Write the next part of the passage on loan rates for Blue and Purple borrowers, starting after its list of four pairings.

### PASSAGE

2) Due to cultural differences, the Blues have a higher are willing to pay higher rates on loans than are Purples.
Now suppose lenders offer two types of loans: high interest and low interest (if you think it is possible for all banks to charge identical interest rates on all loans, please stop reading, and I give up). Blues are only willing to borrow at low rates, while Purples are indifferent between borrowing at high rates or at low rates. Fifty percent of loan offers are at high interest rates and fifty percent are at low interest rates.
Now suppose that a regression analyst collects a data sample which includes 1000 Purples and 1000 Blues. All the Blues borrowed at low interest rates, while all the Purples borrowed at high interest rates (as they were the only ones willing to pay them). The regression analysis will naturally prove discrimination against the Purples, even though the lenders made the same offers to both groups, and the Purples were the ones who chose to sign the papers to repay the high interest rate loans, while the Blues would not have even bothered applying for such loans, and hence were not even exposed to them.
Dang — I got my Blues and Purples mixed up somewhere along the line. I hope that did not obscure my point…
(Trying again…)
All the Purples borrowed at low interest rates, while all the Blues borrowed at high interest rates (as they were the only ones willing to pay them). The regression analysis will naturally prove discrimination against the Blues, even though the lenders made the same offers to both groups, and the Blues were the ones who chose to sign the papers to repay the high interest rate loans, while the Purples would not have even bothered applying for such loans, and hence were not exposed to them, giving the appearance that lenders only offered high rates to the Blues.
Maybe I need to adjust my low interest loan assumption to include some Blues. Here is a story: Suppose that each loan offer is either high or low interest rate with probability 1/2 and each applicant is Blue or Purple with probability 1/2. Thus 1/4 of (potential) loan applications involve each of the following pairings:
(Blue/high rate)
(Blue/low rate)
(Purple/high rate)
(Purple/low rate)

######
### DATASET ENTRIES

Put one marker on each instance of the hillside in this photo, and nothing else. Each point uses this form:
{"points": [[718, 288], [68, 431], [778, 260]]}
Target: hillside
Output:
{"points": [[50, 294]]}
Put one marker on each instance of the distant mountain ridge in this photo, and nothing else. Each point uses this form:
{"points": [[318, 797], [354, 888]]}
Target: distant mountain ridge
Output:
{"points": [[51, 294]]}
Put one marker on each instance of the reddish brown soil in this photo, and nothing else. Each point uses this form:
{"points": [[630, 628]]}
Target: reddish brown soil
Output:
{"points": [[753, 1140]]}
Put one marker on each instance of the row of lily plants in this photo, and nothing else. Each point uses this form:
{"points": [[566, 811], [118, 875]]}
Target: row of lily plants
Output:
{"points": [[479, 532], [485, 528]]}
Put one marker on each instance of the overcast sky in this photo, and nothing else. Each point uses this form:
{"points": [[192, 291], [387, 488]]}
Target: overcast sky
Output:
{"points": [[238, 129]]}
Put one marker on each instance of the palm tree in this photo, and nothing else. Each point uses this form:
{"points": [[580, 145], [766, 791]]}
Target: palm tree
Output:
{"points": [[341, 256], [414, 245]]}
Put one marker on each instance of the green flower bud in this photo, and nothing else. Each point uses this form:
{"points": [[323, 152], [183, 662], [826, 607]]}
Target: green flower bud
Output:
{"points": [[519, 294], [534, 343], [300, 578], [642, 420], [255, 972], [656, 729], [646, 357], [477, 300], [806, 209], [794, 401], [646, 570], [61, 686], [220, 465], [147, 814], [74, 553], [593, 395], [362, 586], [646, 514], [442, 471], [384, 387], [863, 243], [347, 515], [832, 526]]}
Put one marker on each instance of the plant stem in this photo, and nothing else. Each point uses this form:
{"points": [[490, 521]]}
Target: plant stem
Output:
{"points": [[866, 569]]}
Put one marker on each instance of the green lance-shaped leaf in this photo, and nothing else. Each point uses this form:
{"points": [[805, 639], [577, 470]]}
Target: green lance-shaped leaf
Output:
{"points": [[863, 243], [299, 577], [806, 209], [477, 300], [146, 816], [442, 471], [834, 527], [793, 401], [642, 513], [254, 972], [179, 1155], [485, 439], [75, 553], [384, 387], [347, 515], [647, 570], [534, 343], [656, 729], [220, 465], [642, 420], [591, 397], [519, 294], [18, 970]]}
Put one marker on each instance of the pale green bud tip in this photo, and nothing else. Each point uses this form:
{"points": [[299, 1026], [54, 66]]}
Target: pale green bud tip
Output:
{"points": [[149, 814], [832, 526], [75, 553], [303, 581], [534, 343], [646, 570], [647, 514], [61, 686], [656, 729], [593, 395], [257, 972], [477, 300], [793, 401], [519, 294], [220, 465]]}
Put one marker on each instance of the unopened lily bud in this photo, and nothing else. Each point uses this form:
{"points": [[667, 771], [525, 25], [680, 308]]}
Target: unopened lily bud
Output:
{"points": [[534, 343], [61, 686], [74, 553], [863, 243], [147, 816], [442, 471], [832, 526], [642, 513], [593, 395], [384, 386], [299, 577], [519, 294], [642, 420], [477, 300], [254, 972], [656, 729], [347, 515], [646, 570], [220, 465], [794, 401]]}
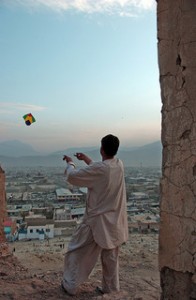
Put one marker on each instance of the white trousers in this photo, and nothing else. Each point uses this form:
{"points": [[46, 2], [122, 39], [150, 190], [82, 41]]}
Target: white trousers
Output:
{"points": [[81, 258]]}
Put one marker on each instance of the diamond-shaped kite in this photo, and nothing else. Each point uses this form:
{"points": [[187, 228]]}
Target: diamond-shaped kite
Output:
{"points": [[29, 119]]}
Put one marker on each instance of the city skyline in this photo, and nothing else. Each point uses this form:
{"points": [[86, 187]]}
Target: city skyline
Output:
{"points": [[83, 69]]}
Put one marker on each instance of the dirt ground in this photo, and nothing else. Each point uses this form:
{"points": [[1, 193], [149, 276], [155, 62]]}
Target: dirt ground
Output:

######
### DATASET ENTRIES

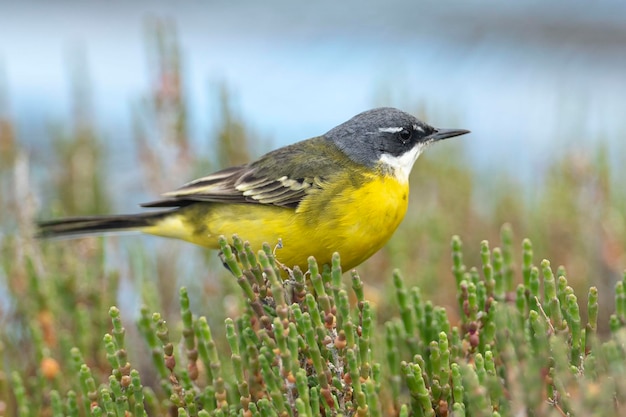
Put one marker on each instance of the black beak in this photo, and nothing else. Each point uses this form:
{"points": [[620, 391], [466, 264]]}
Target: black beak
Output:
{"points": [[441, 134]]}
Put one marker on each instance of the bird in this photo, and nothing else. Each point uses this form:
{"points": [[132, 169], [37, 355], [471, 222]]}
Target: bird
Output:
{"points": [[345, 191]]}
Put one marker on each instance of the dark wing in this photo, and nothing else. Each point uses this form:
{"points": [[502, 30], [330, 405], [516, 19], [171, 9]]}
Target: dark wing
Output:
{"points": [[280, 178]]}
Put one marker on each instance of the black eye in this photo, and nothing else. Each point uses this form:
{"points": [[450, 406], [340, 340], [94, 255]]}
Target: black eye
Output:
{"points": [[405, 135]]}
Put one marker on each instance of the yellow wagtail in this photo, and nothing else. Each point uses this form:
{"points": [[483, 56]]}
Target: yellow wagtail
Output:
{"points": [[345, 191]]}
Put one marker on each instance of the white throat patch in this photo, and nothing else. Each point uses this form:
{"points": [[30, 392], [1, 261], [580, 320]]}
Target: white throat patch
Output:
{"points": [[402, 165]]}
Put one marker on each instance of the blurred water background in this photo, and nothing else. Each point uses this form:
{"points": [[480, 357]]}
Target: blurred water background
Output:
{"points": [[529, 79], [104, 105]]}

######
### DATASET ENTRIES

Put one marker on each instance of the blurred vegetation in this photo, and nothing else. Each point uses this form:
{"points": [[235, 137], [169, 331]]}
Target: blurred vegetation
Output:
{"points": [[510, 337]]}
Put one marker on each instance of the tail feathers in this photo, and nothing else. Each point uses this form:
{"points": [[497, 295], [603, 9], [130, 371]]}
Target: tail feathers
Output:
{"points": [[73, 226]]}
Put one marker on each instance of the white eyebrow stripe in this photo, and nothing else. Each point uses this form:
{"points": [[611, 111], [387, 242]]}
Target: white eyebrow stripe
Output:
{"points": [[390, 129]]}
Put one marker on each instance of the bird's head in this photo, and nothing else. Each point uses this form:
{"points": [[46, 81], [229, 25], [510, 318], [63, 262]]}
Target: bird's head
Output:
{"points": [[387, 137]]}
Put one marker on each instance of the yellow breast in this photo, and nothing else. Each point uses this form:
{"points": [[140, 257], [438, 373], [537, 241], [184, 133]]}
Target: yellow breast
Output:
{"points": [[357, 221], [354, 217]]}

######

* [RESPONSE TO THIS EXERCISE]
However, since Purples reject all high rate offers, the resulting data has the following proportions:
1/3 (Blue/high rate)
1/3 (Blue/low rate)
1/3 (Purple/low rate)
Again, your regression analysis will prove discrimination, when none in fact existed.
PB,
You provide a crystal clear statistical illustration that re-states a point you have made repeatedly. My disagreeing with your point is not because I do not understand it. I disagree with your point because it is statistically correct, yet legally wrong.
The problem with your analysis is this: If the banks offer the same rates to both groups, but blacks (or blues, or whatever) always take the high loan when offered, while the others reject it, any banker aware of the law willstop the practice! Why? Because it is discriminatory in effect, and the law considers such procedures discriminatory (disparate impact principle). So, even if your “perfect case” were true, it would still be legally liable discrimination.
Another reason why regression models work in lending, but not elsewhere — we know all the factors banks are allowed to use. That is not the case in many other areas.
I suggest you take a look at some of the citations I listed above. I am happy to provide additional ones but, not today, I am heading out. The ones I have provided will clarify many of these issues. Discrimination is at the nexus of statistics, sociology, history, and economics. If one bases one’s analysis on one field alone, one will consistently mis-analyze the phenomenon. And, the first step to mis-analysis is to presume that discrimination is irrational and thus it cannot exist. The last 10-30 years of business history should tell us — rationality’s not the standard businesses consistently use.
Take care.
IAT
IAT — Thanks for an enjoyable debate, and if I said anything offensive, I apologize.
‘So, even if your “perfect case” were true, it would still be legally liable discrimination.’
To the extent you are correct, I disagree with the law. I don’t believe the law’s purpose should be to interfere with an individual’s right to financially hang himself in exchange for short-term enjoyment. I guess I am just more libertarian at heart than you are if we disagree on this philosophical point.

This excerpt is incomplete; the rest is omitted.